» **Required work**: List every substance that the Method section of the Lagerstroemia speciosa flower study below names as used in its assays.

» **Text segment**:
%%
Investigation of biological activities of the flowers of Lagerstroemia speciosa, the Jarul flower of Bangladesh

Lagerstroemia speciosa (L.) Pers. (Family: Lythraceae) is used in traditional medicine in the treatment of diarrhea, diabetes and other diseases. The study was performed to conduct antioxidant, cytotoxic, thrombolytic, membrane stabilizing, antimicrobial, peripheral and central analgesic and hypoglycemic activity assays and phenobarbitone sodium–induced sleeping time test using crude methanol extract of flowers of L. speciosa and its different partitionates.

Method
The antioxidant potential was evaluated by determining the ability of the samples to scavenge 1, 1-diphenyl-2-picrylhydrazyl (DPPH) free radical. The cytotoxic potential was examined following the procedures of brine shrimp lethality bioassay. Thrombolytic potential was assayed using streptokinase as standard. The samples were subjected to membrane stabilizing activity assay under heat induced condition. Antimicrobial potential was observed by disc diffusion method. The ability of the extract to inhibit writhing induced by acetic acid was determined in peripheral analgesic activity assay. The extract was also tested for central analgesic and hypoglycemic activities by tail flicking and tail tipping methods in Swiss albino mice model, respectively. CNS depressant activity was evaluated by an assay in which sleep was induced in mice using phenobarbitone sodium.
%%
» **Given data**:
%%
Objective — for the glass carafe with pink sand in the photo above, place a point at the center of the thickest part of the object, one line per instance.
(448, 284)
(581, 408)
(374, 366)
%%
» **Answer section**:
- 1, 1-diphenyl-2-picrylhydrazyl (DPPH)
- streptokinase
- acetic acid
- phenobarbitone sodium